*** Records for this task Section Begins ***

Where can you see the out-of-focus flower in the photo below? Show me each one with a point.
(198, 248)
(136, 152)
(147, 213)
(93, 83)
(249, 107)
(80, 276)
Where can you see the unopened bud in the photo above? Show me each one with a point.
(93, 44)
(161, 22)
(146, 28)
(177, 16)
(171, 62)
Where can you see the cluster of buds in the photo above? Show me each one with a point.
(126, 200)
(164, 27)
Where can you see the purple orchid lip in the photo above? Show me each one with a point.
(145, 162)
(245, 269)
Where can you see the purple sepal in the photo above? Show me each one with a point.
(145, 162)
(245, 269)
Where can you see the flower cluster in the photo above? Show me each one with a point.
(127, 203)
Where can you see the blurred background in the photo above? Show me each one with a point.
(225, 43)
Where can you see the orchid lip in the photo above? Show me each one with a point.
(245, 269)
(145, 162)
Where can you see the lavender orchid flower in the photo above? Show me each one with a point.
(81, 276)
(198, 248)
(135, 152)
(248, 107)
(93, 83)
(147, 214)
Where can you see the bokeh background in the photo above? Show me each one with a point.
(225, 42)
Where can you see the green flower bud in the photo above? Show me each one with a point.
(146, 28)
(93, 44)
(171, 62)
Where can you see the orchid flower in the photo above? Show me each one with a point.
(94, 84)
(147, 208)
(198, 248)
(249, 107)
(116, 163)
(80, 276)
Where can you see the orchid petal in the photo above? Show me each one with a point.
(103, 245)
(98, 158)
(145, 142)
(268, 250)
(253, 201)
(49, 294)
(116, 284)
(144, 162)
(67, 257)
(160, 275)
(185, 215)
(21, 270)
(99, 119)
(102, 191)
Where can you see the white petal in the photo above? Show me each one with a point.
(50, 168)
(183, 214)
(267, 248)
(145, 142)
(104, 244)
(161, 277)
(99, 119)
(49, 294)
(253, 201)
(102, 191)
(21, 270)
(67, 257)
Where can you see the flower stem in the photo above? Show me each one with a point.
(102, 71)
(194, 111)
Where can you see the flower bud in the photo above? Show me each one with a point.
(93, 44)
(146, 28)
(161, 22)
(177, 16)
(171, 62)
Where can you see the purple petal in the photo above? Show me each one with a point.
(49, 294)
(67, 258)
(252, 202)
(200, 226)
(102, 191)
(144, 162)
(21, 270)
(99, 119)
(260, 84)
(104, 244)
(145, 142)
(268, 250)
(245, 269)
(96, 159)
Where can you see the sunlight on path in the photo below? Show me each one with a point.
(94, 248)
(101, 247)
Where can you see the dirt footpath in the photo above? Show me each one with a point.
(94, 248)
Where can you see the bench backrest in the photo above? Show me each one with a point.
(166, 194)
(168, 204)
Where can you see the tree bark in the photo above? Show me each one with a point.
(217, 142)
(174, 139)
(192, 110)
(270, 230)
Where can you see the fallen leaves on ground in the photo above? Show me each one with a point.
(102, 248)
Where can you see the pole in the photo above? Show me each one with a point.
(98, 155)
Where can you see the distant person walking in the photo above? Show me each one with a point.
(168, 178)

*** Records for this task Section Ends ***

* Work request *
Return the records in full. Omit nothing.

* Your solution *
Where can you see the out-of-focus flower in the photo below? Show me each one with a point.
(198, 248)
(136, 152)
(147, 213)
(93, 83)
(249, 107)
(80, 276)
Where can you see the unopened bud in the photo above? Show me each one with a point.
(93, 44)
(161, 22)
(146, 28)
(177, 16)
(171, 62)
Where can you see the cluster of buds in the photo above? Show me each one with a point.
(126, 200)
(164, 27)
Where can you see the purple orchid lip in the photo above? Show me each one with a point.
(145, 162)
(245, 269)
Where can you see the purple sepal in the photo above? Show me each one with a point.
(145, 162)
(245, 269)
Where can you see the flower cluster in the photo above? Show me each one with a point.
(127, 203)
Where can you see the blurred background in the photo above? Show me each one with a point.
(225, 43)
Where can you see the orchid lip in the photo above? Show me each one with a point.
(245, 269)
(145, 162)
Where can you see the lavender orchid flower in the photo above? Show me each one with a point.
(81, 276)
(198, 248)
(135, 152)
(248, 107)
(93, 83)
(147, 214)
Where can you see the bokeh background in the photo above? Show me each one with a point.
(225, 42)
Where can you see the green flower bud in the photo above? Show me each one with a point.
(146, 28)
(93, 44)
(171, 62)
Where can you see the orchid flower in the photo above? Show me each one with a point.
(94, 84)
(147, 208)
(198, 248)
(249, 107)
(116, 163)
(80, 276)
Where can you see the orchid petal in the photo above? Show me each one with a point.
(103, 245)
(98, 158)
(145, 142)
(268, 250)
(253, 201)
(49, 294)
(116, 284)
(144, 162)
(67, 257)
(160, 275)
(185, 215)
(21, 270)
(99, 119)
(102, 191)
Where can you see the white petal in the photo above? Show me each one with a point.
(50, 168)
(183, 214)
(267, 248)
(145, 142)
(104, 244)
(161, 277)
(99, 119)
(49, 294)
(253, 201)
(102, 191)
(21, 270)
(67, 257)
Where can you see the flower stem in the photo above? Show me each one with a point.
(102, 71)
(194, 111)
Where can you see the flower bud in the photo above? Show me each one with a point.
(93, 44)
(146, 28)
(161, 22)
(177, 16)
(171, 62)
Where can you see the purple petal in the photo above? Show me each one with a point.
(49, 294)
(67, 258)
(252, 202)
(200, 226)
(102, 191)
(144, 162)
(21, 270)
(99, 119)
(260, 84)
(104, 244)
(145, 142)
(268, 250)
(245, 269)
(96, 159)
Where can you see the sunlight on path in the photo below? Show me each one with a point.
(94, 248)
(101, 247)
Where can you see the dirt footpath in the photo above? Show me each one with a point.
(94, 248)
Where can you see the bench backrest in the photo above? Show me each one with a point.
(166, 194)
(168, 204)
Where can you see the tree bark in the photo above? Show me each one with a point.
(217, 142)
(174, 139)
(192, 110)
(270, 230)
Where can you see the fallen leaves on ground in the photo above? Show me each one with a point.
(102, 248)
Where can you see the pole in the photo above? Show me each one with a point.
(98, 155)
Where can you see the distant person walking in the photo above? Show me each one with a point.
(168, 178)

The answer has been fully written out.